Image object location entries
----
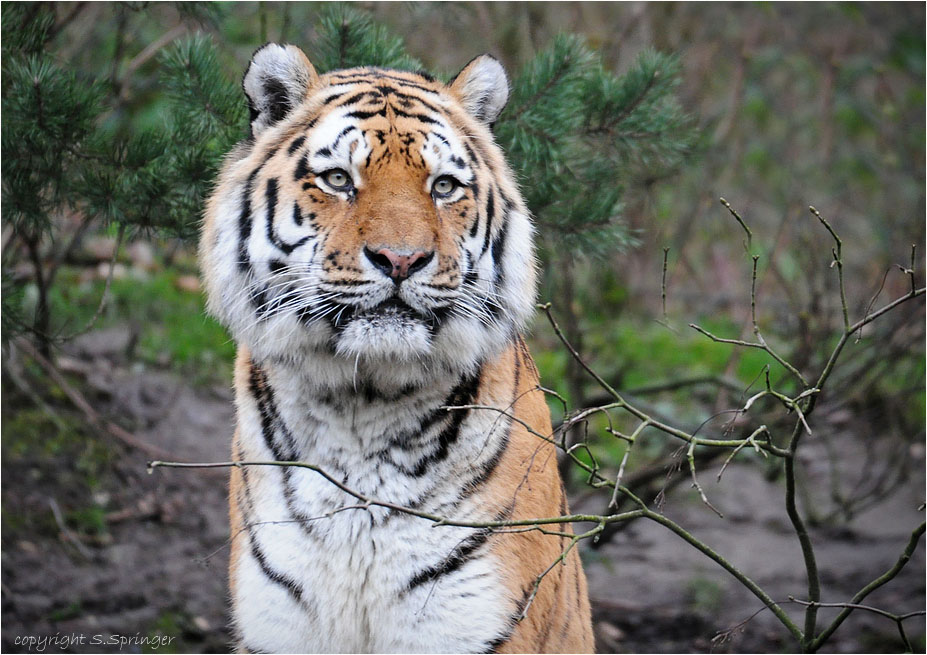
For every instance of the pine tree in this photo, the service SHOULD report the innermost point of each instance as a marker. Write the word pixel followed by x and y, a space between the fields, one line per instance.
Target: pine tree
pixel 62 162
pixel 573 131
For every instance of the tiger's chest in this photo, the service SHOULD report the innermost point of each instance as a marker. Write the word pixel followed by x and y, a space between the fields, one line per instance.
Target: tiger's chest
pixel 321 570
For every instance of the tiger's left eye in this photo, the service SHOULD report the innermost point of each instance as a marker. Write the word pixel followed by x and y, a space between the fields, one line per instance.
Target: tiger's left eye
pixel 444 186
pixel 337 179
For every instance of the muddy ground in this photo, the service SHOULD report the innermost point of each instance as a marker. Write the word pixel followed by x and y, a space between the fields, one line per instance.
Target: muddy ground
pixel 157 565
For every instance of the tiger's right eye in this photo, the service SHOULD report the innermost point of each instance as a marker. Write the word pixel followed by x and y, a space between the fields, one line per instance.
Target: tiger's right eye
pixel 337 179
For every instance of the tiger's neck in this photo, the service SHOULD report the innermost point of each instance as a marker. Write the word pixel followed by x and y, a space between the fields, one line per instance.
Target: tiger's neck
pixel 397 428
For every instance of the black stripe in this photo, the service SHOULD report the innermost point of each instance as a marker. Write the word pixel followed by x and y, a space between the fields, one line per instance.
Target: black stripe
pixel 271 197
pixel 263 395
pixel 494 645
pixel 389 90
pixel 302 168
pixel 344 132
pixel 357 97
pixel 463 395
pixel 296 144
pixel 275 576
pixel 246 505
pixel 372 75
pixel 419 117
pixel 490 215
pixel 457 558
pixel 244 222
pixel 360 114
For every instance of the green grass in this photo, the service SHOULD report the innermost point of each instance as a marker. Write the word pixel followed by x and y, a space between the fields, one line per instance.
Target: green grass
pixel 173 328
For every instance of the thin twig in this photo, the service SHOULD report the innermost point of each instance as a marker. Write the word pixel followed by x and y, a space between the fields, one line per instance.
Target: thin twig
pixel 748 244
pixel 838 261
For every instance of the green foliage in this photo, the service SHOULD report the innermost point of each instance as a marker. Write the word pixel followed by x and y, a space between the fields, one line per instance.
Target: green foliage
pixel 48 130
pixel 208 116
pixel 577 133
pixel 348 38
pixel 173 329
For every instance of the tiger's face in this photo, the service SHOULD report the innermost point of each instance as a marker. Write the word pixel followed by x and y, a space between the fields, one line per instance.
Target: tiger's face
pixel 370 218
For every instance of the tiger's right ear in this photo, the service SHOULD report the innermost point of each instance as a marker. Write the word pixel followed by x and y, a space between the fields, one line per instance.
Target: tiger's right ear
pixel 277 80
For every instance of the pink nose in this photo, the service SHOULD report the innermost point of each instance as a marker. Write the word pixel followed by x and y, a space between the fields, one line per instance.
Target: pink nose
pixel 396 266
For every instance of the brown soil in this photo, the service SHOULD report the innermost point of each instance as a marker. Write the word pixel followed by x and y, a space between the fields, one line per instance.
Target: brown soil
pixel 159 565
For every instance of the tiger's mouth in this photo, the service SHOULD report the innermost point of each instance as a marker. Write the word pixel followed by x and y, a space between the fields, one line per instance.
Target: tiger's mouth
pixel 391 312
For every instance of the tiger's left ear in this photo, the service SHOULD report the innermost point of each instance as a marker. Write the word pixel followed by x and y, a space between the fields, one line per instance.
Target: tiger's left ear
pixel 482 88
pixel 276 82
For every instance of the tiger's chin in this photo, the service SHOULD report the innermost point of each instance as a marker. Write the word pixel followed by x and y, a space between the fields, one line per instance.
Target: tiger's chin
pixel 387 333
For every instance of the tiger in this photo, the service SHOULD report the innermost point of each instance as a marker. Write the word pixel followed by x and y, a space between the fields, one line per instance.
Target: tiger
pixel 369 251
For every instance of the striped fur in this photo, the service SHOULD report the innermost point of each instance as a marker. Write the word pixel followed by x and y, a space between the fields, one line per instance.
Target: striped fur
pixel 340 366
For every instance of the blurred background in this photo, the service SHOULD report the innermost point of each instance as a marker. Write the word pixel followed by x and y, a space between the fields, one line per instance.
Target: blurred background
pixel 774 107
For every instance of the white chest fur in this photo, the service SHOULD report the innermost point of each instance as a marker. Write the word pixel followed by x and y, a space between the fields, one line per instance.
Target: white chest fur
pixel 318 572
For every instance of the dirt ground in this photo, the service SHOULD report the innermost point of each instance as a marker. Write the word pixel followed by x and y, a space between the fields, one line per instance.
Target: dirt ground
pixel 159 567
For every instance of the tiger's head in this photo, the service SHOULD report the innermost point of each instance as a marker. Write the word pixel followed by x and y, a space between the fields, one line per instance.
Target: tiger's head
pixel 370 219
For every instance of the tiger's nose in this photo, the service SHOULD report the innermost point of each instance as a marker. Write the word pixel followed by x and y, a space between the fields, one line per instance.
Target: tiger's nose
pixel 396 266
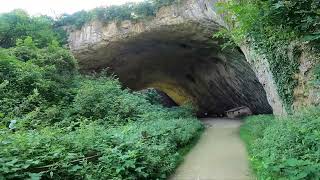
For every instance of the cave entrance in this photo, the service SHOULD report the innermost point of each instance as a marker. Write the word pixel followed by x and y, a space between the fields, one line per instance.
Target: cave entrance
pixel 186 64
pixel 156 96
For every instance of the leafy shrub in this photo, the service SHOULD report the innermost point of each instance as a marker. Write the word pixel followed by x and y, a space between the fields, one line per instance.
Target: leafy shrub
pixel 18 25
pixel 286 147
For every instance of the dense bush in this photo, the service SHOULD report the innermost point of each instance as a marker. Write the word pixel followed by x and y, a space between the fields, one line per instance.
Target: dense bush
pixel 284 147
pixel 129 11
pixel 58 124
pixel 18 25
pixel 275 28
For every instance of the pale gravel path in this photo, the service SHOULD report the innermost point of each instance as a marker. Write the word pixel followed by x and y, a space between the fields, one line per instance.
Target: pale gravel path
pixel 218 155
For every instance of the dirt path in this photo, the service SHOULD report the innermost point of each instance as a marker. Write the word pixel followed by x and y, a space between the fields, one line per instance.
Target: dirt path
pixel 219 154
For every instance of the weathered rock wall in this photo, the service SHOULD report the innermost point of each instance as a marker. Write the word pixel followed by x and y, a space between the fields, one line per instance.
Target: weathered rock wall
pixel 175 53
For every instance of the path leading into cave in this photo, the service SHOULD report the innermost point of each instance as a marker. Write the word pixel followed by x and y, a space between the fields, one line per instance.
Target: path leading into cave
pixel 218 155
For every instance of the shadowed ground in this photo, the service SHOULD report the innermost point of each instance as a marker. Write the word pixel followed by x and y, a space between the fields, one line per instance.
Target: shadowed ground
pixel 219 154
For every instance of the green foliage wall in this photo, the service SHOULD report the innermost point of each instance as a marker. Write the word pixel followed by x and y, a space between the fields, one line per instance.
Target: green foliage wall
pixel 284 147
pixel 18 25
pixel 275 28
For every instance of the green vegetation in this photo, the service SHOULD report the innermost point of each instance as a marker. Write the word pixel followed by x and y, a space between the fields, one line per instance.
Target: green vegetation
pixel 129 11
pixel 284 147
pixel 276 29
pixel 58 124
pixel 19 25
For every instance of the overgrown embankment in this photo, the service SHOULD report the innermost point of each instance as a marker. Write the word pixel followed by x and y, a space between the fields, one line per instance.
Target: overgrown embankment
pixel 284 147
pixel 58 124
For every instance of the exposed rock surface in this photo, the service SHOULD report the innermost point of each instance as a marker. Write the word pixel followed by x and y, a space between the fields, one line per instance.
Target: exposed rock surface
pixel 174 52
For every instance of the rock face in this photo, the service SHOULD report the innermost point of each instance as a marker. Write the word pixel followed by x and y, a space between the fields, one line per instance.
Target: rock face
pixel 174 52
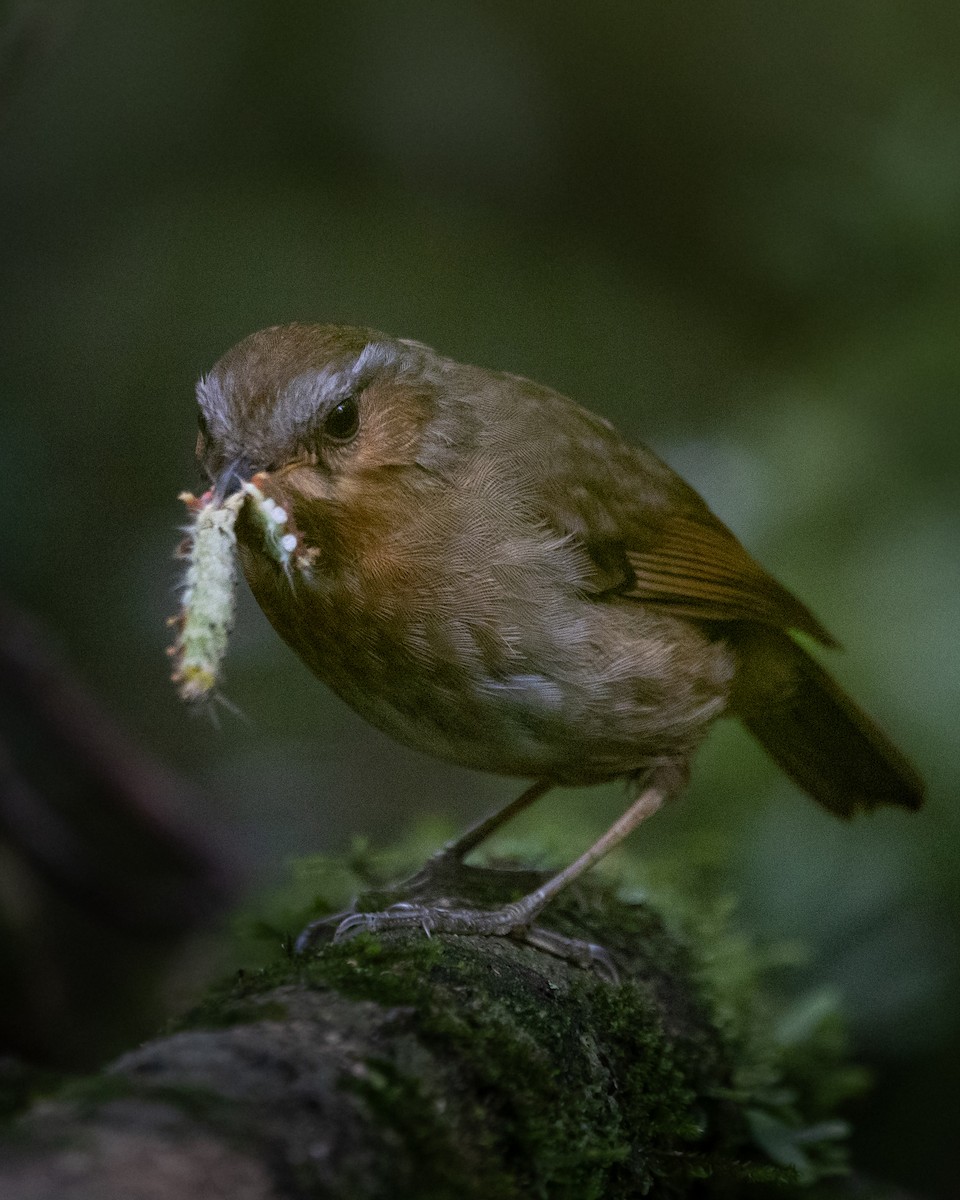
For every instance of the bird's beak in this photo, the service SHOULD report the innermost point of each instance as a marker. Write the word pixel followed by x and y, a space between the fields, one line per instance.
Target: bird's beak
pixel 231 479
----
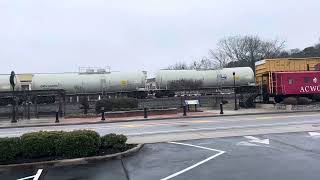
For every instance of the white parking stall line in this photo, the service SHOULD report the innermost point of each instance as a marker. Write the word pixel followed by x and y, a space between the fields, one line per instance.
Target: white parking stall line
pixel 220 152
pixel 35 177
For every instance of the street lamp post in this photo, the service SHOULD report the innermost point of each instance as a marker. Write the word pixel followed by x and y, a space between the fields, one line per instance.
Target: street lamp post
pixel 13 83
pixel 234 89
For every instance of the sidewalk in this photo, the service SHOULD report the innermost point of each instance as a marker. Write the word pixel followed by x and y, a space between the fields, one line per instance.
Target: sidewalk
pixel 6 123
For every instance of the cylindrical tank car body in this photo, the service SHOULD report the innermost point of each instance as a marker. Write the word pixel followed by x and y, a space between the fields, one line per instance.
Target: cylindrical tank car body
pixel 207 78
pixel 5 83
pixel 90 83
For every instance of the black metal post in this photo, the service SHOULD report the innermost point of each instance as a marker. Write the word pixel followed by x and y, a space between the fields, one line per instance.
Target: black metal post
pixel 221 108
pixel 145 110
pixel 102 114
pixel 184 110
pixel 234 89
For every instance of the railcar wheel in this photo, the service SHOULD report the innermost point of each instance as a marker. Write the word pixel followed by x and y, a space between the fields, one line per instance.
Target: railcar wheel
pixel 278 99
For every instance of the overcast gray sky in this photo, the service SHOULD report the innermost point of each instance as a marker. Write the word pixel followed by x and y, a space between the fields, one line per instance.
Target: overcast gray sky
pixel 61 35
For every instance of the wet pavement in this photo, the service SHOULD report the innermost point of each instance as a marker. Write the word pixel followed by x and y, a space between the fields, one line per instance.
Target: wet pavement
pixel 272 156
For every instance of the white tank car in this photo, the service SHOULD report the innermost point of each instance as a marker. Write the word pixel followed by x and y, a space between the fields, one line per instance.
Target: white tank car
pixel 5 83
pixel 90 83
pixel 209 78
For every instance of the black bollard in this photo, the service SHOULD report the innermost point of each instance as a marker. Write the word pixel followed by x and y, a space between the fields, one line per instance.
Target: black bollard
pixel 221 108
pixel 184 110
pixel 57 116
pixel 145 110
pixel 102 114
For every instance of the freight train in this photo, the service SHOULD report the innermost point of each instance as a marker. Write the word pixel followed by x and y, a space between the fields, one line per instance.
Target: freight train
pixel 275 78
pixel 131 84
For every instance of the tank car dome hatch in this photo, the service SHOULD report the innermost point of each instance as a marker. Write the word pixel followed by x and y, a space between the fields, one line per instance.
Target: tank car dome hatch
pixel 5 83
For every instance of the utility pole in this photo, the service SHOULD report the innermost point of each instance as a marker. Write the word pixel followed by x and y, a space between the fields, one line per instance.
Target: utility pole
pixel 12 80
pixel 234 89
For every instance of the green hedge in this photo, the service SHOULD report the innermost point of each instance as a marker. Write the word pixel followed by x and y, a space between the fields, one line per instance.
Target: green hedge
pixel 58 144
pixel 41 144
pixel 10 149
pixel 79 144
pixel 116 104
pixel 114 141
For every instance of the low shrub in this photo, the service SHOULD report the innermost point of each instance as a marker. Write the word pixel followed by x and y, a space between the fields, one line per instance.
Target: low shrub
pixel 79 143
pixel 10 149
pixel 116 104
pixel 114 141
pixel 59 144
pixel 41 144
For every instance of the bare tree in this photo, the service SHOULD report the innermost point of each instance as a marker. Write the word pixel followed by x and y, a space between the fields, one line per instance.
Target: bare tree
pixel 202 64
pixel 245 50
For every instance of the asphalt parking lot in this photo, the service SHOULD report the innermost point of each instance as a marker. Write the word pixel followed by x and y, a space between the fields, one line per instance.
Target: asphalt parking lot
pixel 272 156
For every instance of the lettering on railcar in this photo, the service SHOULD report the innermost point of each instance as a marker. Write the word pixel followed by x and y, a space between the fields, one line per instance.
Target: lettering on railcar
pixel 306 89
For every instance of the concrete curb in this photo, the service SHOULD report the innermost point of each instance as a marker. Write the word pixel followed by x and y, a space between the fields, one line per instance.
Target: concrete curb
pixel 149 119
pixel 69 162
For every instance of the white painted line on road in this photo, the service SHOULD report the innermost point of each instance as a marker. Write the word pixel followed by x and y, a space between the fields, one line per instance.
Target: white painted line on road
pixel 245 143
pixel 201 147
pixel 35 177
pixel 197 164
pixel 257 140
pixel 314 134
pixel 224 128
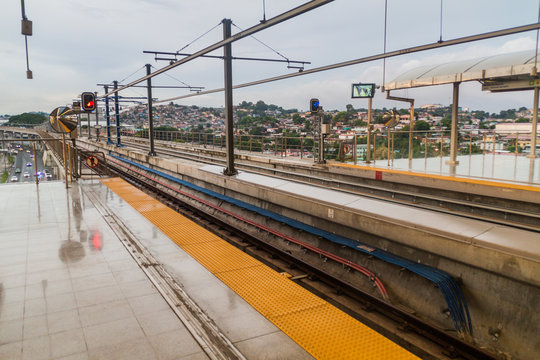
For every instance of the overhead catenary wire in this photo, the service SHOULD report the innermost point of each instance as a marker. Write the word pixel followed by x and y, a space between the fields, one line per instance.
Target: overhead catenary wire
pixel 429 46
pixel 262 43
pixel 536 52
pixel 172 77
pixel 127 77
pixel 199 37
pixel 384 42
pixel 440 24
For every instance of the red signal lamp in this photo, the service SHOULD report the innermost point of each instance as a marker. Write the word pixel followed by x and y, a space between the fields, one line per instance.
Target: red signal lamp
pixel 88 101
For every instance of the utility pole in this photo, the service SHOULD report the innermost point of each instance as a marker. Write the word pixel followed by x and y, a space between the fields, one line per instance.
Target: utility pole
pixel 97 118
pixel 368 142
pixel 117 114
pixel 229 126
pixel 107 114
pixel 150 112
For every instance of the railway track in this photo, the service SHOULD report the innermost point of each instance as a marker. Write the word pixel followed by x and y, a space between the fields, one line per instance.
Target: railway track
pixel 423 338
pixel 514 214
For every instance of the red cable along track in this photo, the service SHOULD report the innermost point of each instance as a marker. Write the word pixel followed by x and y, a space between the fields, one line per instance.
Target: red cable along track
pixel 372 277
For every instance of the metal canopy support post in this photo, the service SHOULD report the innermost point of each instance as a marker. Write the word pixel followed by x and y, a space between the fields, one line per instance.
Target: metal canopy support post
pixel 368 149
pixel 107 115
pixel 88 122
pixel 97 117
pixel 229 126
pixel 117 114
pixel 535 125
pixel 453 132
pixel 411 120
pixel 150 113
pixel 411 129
----
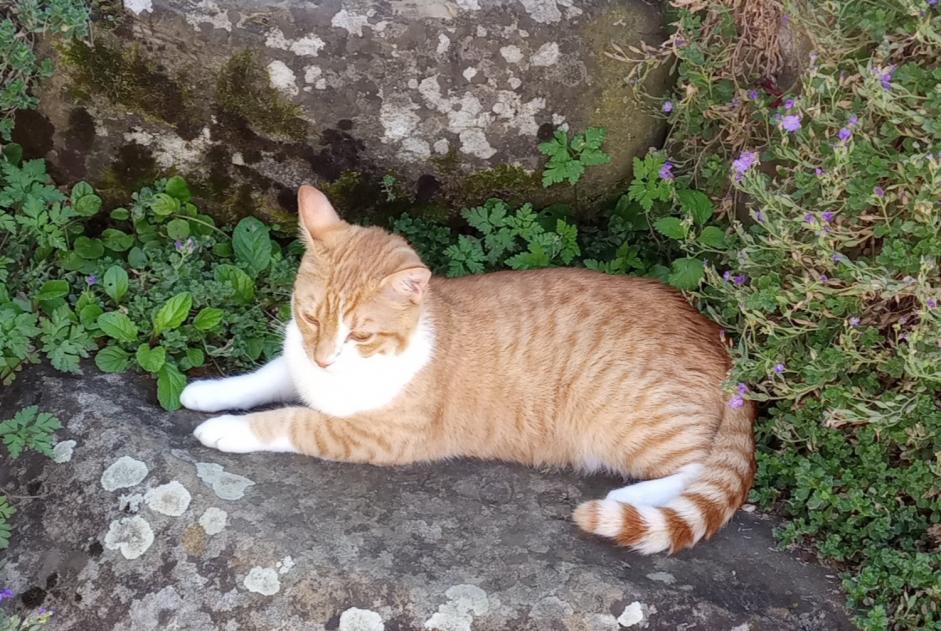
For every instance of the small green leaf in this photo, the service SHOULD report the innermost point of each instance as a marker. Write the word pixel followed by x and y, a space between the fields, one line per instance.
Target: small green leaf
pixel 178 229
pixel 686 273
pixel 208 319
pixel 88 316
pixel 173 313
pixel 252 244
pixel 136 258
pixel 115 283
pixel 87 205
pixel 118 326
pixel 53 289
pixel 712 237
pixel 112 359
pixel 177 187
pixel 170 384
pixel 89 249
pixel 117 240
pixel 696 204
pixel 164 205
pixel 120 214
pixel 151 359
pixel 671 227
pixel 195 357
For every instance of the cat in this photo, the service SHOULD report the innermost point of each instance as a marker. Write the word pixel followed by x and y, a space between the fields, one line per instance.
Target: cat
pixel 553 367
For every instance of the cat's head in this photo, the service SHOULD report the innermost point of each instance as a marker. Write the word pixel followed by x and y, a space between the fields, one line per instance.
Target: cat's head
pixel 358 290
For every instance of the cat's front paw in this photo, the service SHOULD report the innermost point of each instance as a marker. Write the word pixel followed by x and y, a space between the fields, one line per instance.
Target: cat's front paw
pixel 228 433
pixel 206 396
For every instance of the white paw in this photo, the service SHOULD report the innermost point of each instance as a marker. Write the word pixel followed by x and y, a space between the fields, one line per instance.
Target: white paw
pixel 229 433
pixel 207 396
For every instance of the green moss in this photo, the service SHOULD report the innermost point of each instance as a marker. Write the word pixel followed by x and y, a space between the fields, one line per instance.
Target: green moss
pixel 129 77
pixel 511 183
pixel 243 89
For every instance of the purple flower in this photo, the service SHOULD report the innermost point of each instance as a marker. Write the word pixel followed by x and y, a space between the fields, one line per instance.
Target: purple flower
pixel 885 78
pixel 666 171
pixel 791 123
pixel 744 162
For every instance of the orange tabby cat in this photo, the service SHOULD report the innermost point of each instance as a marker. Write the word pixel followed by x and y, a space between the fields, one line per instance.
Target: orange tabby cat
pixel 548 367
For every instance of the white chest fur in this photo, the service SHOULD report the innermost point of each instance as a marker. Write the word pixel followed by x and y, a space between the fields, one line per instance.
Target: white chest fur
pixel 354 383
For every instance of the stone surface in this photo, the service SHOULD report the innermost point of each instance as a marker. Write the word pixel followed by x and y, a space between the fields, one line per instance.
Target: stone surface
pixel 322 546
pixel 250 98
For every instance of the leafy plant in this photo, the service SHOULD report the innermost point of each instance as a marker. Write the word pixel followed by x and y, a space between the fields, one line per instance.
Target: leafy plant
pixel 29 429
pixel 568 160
----
> [STATED EXERCISE] Reproduce the stretch of the entries above from the line that contains "For every instance of the muddy" through the line that contains "pixel 157 565", with both of those lines included.

> [EXERCISE ANSWER]
For every instance of the muddy ground in this photo, the service SHOULD report the innermost point of each instance as a marker. Write the word pixel followed by x and y, a space between the fields, one line per instance.
Target: muddy ground
pixel 157 565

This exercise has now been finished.